Provided records:
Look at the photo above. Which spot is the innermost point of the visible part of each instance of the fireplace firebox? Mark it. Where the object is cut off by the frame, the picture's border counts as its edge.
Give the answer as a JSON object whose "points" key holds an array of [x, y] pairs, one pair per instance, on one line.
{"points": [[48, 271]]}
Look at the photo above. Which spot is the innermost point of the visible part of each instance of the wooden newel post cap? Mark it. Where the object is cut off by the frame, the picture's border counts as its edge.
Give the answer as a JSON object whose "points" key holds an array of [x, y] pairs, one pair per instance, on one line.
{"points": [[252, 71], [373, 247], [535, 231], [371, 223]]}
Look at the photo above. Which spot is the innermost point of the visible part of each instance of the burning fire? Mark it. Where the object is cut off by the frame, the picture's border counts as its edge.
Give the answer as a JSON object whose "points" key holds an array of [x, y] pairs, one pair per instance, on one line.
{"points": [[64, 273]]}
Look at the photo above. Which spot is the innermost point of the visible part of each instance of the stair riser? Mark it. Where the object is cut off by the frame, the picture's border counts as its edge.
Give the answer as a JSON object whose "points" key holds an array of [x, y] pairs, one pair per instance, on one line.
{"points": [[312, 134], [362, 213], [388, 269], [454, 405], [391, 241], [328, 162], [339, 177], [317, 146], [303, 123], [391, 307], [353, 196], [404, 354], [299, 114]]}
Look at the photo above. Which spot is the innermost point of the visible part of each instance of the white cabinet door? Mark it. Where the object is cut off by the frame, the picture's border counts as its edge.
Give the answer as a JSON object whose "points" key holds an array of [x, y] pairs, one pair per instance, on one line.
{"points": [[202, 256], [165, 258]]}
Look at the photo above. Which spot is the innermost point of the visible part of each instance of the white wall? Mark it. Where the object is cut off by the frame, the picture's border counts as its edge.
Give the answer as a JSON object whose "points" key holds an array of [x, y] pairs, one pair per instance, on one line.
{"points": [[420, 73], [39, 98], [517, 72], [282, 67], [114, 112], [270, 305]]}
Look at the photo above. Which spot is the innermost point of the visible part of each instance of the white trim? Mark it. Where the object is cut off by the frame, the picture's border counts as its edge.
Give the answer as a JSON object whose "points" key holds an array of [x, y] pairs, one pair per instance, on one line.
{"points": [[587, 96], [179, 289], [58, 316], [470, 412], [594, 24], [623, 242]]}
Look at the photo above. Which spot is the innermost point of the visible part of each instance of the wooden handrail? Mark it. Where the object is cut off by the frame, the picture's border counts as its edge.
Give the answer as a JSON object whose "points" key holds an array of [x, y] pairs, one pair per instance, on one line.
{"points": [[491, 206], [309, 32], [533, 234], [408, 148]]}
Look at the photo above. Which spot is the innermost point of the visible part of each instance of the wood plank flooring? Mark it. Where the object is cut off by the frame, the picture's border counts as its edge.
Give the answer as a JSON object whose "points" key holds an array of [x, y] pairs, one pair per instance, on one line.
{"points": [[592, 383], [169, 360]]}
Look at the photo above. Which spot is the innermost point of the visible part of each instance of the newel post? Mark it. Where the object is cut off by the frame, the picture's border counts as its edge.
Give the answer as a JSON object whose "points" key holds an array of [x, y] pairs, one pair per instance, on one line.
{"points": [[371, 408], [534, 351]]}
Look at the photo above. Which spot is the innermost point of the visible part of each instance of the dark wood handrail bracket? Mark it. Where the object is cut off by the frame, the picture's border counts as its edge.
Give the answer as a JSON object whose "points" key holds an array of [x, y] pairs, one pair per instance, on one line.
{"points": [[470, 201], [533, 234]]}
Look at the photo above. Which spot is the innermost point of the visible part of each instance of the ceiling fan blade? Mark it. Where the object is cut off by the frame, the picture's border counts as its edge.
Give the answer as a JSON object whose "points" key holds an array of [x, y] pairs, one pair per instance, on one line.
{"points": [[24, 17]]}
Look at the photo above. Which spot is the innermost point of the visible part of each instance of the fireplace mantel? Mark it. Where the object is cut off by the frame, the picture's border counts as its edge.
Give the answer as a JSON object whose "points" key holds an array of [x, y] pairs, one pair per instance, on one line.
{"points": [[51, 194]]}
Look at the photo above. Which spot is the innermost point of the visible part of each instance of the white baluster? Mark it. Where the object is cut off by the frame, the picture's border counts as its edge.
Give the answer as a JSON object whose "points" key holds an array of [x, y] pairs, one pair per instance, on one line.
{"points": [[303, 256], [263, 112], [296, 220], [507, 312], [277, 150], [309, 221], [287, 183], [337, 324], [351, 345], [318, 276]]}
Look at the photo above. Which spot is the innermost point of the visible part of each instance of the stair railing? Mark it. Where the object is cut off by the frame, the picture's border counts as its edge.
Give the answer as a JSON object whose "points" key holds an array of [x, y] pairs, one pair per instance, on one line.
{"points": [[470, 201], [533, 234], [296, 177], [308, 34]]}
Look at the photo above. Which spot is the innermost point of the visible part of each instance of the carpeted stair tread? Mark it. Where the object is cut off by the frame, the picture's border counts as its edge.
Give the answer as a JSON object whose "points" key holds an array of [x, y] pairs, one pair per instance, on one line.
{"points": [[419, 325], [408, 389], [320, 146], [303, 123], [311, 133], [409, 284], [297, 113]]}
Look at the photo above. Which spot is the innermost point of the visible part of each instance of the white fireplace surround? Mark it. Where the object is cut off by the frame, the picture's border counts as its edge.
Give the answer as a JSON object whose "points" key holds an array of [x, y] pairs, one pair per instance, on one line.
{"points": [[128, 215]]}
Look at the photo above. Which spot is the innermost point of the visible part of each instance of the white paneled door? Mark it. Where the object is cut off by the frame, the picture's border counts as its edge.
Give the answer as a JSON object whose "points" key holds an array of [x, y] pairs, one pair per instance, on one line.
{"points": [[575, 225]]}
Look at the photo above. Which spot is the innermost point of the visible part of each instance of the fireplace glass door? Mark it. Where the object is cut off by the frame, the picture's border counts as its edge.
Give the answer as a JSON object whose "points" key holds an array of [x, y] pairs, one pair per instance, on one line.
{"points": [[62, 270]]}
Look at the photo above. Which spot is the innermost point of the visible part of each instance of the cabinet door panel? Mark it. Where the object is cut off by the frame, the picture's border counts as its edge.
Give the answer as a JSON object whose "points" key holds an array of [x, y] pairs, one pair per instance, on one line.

Task item:
Give back precisely the lines above that start at the line containing "the fireplace mantel?" and end at the line containing "of the carpeted", inclusive. No other lines belong in the output.

Task response:
Look at the photo above. Which spot is the innermost point of the visible part of each instance of the fireplace mantel? Mark it. Where the object is cut off by the frame, the picture's border counts as its edge.
Give the answer as a JSON object whose "points" key holds an array of [x, y] pairs, one pair per instance, on one line.
{"points": [[51, 194]]}
Look at the photo above. Which spot is the innermost point of the visible part of each instance of the white baluster? Mark it. Where the object is cut off by the frame, the picture's border counts as its edge.
Give the answer as a JSON object whose "points" key holds an array of [x, y] pairs, one pair per instance, on one line.
{"points": [[303, 256], [263, 112], [296, 220], [507, 312], [277, 150], [309, 221], [287, 183], [337, 324], [351, 345], [318, 276]]}
Look at the photo above. Which spot is the innermost point of the visible part of each instance of the stair railing? Mark it. Where the object is cut off by the frame, the picture's border counts as its edge.
Give the answer as a JSON object whose "points" key holds an array of [x, y] pairs, one pair per instance, on one line.
{"points": [[470, 201], [533, 234], [296, 177], [308, 34]]}
Look at the photo above. Which spot is the innermost point of the visible part of each instance of the carpeted stair tread? Mark it. Where the object is cut off by the frame, the picture's border counts as its edge.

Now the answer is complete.